== Segment start ==
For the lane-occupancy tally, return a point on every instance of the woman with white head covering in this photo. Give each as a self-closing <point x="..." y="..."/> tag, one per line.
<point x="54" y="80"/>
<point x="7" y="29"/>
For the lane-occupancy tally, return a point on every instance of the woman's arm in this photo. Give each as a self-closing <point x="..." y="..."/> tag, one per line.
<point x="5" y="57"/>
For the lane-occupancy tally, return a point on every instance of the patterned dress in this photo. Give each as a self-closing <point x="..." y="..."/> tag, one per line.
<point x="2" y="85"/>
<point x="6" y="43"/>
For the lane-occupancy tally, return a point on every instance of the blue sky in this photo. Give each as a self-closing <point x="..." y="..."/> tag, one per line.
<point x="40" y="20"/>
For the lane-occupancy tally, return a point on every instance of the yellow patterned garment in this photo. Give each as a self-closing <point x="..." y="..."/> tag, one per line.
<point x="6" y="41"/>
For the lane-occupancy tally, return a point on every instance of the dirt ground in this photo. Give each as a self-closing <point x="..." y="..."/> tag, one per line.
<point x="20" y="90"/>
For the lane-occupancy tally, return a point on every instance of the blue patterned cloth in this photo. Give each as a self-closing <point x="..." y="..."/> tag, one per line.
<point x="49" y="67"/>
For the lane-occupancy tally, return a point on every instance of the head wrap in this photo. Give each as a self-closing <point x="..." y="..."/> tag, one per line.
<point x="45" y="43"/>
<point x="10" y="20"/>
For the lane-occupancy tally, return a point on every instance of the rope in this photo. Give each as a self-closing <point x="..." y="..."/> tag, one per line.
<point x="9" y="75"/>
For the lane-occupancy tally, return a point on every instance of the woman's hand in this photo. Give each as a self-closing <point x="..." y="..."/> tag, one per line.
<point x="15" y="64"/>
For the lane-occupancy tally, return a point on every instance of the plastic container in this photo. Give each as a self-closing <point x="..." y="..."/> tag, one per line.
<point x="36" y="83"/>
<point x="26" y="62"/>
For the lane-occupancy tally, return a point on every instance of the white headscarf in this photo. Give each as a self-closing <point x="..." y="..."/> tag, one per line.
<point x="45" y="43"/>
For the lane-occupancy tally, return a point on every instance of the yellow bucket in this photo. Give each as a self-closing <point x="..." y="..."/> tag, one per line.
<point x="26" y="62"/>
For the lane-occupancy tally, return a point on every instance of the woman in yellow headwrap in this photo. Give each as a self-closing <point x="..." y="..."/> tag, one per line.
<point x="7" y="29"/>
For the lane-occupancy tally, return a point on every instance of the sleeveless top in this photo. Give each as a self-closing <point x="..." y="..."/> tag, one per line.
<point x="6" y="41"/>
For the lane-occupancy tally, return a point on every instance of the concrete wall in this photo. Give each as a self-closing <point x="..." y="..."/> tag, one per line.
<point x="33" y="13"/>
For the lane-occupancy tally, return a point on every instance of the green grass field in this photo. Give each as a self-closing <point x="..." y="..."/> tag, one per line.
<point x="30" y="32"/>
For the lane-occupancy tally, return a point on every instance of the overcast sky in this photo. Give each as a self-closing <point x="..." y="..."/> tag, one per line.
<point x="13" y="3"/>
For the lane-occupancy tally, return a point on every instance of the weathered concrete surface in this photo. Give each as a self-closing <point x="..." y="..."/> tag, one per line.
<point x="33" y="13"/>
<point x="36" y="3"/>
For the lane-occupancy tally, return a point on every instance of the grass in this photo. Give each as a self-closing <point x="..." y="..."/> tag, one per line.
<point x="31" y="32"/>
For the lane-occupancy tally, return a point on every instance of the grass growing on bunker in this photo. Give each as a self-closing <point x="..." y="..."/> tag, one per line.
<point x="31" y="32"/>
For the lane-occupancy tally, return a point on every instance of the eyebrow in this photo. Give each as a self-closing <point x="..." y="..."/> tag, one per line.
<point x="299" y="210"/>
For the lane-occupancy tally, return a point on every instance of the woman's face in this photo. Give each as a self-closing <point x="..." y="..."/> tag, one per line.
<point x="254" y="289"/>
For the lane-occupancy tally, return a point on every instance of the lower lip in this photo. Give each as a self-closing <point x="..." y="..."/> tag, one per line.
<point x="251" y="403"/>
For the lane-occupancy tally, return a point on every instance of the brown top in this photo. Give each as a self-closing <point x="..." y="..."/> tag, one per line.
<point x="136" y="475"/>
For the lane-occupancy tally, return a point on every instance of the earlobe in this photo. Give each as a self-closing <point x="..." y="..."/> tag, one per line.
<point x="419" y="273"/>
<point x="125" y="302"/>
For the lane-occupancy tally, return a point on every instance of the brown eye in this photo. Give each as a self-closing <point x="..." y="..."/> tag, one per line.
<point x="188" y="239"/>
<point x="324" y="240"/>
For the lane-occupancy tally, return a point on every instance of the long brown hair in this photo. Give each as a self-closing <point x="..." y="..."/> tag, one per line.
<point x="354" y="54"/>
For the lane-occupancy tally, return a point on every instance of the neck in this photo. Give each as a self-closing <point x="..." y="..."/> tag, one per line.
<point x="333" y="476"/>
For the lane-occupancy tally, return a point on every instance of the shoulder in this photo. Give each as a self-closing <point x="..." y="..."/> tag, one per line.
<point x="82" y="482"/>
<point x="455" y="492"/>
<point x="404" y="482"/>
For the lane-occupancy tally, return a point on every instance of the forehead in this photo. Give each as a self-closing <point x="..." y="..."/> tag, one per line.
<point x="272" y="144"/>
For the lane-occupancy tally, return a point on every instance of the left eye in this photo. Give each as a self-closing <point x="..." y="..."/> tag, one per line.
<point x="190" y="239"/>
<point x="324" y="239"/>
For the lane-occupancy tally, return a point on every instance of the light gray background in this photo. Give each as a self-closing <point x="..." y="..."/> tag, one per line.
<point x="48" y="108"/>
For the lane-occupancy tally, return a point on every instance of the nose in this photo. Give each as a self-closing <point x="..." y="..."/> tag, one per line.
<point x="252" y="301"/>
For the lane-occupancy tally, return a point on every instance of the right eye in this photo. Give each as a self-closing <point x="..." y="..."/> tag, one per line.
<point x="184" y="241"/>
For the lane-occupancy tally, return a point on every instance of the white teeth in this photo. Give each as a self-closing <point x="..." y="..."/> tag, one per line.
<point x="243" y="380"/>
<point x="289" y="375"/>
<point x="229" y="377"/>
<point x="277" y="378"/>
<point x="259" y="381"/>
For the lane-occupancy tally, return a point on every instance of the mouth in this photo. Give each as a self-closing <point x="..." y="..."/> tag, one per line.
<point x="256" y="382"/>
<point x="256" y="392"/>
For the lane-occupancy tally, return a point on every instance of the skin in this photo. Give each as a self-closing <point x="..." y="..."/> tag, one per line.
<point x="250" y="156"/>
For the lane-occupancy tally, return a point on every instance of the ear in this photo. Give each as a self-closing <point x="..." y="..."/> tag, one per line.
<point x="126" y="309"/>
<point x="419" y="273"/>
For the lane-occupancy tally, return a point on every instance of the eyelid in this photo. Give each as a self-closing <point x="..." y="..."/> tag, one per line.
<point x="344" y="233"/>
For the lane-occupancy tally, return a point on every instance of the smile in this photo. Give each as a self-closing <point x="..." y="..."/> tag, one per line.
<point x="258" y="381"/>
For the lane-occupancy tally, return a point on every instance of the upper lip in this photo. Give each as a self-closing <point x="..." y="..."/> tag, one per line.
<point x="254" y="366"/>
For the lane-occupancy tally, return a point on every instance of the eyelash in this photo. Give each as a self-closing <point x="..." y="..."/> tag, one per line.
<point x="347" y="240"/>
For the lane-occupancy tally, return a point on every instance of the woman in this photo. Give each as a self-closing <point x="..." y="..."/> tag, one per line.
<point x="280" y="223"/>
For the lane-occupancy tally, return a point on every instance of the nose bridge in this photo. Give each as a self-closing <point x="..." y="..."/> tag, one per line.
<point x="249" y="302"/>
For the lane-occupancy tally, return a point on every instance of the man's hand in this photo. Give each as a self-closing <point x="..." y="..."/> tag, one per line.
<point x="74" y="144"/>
== Segment end ==
THE TASK: All lines from the line containing "of the smile" through the end of the listing above are to be duplicated exactly; include both ends and nothing further.

YOUR RESPONSE:
For the lane-occupancy tally, return a point on every instance of the smile in this photo. Give each as a self-closing <point x="..." y="..."/> tag, one per line.
<point x="258" y="381"/>
For the lane-occupancy tally, return a point on every instance of the upper lip in this photo. Give each as a self-closing <point x="..." y="..."/> tag, one per line.
<point x="254" y="366"/>
For the lane-occupancy tally, return a point on every instance of the eyelash in this photo. Give each as a self-closing <point x="..." y="..."/> tag, one per line.
<point x="347" y="240"/>
For the lane-occupancy tally, return a point on every instance of the woman in this photo. Give each as a self-closing <point x="..." y="..."/> tag, one per line.
<point x="280" y="223"/>
For the lane-occupancy tally, return a point on every instance of the nose bridge in this photo. Give each as a self-closing <point x="..." y="..."/> tag, one per line.
<point x="249" y="302"/>
For the lane-occupancy tally, return a point on every instance of the man's hand in this photo. Give each as a self-closing <point x="..." y="..."/> tag, one per line.
<point x="74" y="144"/>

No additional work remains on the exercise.